What you will do -
Rewrite the records below, renaming every "Indicate" as "Locate" and keeping everything else unchanged.

┄┄┄┄┄┄┄┄┄┄┄┄┄┄┄┄┄┄┄┄

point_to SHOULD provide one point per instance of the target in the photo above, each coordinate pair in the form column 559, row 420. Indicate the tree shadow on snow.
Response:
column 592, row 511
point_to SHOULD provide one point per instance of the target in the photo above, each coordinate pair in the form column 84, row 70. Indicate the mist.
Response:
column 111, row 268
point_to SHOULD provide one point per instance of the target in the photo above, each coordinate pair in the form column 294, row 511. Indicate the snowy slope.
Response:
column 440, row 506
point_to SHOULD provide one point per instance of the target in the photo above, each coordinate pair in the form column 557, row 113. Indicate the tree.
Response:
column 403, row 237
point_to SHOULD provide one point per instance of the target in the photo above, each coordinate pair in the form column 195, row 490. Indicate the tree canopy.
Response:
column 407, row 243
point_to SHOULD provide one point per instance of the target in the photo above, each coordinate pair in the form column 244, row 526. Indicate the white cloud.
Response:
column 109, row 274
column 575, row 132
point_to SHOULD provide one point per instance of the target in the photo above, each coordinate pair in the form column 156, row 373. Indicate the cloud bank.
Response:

┄┄┄┄┄┄┄┄┄┄┄┄┄┄┄┄┄┄┄┄

Task answer -
point_to SHOULD provide one point per instance of the target in the photo above, each coordinate pair in the form column 559, row 420. Locate the tree shadow on snow.
Response:
column 592, row 511
point_to SHOULD provide one point per instance of the target in the photo above, each coordinate pair in the form column 84, row 70. Locate the mist.
Response:
column 111, row 268
point_to SHOULD provide one point per instance of the target in the photo above, each coordinate pair in the form column 294, row 511. Locate the snowy slope.
Response:
column 440, row 506
point_to SHOULD provide one point per instance of the target in the photo above, each coordinate pair in the form column 557, row 113. Locate the tree.
Response:
column 403, row 237
point_to SHOULD provide one point per instance of the target in the photo above, each coordinate pair in the form column 195, row 490. Locate the tree canopy.
Response:
column 407, row 243
point_to SHOULD provide one point per instance of the target in the photo above, each coordinate pair in the form column 244, row 526. Locate the white cloud.
Response:
column 109, row 274
column 575, row 132
point_to SHOULD provide one point per instance of the target in the photo above, each coordinate pair in the form column 156, row 373. Locate the cloud bank.
Response:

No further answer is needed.